**WHAT NEEDS TO BE DONE:** Count the lines in the rows below that contain the string "helmet", treating uppercase and lowercase as different. Reply with the number alone.

BEGIN ENTRIES

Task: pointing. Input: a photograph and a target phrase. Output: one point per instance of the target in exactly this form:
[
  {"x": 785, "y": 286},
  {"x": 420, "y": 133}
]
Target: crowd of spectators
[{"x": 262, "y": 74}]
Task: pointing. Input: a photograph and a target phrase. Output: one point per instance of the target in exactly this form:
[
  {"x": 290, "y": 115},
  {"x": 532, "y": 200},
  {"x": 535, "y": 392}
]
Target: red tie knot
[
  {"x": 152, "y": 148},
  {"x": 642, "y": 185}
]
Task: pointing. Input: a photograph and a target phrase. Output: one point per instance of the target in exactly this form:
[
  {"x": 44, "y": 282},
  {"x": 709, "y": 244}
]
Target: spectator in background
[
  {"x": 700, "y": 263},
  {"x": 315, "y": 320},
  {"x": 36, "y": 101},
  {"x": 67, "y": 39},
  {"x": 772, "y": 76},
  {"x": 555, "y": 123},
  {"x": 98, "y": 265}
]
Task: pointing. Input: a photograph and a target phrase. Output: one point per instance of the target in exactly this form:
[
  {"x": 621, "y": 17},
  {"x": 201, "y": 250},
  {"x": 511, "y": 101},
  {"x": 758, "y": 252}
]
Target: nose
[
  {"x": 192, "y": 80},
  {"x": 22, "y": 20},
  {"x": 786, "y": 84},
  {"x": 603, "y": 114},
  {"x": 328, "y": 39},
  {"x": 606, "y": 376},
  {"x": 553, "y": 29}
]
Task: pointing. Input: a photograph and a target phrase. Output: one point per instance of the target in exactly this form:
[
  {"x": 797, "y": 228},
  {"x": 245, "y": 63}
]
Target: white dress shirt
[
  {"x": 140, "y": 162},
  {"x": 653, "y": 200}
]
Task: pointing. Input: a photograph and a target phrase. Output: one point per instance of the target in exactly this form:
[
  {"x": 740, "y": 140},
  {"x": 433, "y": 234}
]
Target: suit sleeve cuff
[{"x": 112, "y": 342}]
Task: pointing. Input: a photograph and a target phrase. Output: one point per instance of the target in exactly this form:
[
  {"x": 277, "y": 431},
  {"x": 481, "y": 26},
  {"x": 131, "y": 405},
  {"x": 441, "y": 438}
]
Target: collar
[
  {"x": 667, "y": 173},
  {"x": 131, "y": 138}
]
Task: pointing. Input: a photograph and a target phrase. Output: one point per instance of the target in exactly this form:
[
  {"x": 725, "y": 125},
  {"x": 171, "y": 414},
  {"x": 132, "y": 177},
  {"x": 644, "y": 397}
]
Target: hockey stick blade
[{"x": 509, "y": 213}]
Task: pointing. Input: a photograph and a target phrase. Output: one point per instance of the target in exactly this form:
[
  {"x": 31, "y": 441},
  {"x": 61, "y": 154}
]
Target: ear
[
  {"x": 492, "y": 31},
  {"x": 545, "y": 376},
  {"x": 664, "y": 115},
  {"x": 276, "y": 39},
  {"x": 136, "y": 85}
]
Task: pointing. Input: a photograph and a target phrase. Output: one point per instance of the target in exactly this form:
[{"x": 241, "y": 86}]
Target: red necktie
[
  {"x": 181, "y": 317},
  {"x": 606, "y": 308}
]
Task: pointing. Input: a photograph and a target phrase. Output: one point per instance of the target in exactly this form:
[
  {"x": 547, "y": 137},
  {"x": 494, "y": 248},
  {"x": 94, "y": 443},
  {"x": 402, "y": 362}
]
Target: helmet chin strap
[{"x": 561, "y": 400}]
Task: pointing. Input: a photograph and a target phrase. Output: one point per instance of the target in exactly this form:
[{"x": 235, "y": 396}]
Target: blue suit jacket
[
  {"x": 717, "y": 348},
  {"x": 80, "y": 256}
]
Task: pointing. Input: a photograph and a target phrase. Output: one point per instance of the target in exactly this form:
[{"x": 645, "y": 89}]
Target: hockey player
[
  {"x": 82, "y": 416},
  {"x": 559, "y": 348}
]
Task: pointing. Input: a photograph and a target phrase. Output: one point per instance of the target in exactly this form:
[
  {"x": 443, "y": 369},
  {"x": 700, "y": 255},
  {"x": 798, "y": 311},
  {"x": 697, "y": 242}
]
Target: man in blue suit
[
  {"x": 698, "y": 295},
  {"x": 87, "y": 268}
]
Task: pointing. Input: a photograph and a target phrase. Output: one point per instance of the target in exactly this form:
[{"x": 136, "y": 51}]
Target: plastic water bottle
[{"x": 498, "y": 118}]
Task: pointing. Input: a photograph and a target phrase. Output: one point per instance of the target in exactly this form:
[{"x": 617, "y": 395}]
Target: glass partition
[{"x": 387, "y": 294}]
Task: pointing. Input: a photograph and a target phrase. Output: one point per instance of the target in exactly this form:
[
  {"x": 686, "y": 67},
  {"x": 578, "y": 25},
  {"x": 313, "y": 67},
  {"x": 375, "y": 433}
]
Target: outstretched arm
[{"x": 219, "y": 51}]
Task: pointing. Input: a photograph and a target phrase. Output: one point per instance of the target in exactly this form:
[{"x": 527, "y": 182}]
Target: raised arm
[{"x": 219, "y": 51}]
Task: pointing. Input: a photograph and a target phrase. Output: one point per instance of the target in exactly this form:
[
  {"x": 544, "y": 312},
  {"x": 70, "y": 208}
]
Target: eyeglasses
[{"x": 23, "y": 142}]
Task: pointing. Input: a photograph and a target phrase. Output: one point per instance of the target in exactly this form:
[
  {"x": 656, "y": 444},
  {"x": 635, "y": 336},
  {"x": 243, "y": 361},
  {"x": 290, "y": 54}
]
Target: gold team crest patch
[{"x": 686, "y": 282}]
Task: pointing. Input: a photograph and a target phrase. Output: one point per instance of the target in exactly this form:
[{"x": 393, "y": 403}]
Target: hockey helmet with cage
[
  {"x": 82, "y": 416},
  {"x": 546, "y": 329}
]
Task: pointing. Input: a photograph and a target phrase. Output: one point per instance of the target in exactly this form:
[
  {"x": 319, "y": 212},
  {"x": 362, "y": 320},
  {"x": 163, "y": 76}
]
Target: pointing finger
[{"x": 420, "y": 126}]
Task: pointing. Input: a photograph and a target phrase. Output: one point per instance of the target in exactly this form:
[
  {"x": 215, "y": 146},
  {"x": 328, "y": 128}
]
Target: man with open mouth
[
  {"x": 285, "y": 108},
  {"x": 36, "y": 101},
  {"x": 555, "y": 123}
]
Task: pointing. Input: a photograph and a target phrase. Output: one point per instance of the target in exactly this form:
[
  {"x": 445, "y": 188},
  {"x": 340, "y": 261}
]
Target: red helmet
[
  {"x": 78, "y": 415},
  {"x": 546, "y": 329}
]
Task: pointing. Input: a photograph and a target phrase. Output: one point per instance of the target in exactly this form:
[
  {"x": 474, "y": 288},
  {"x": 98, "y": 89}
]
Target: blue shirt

END ENTRIES

**TASK SOLUTION:** 3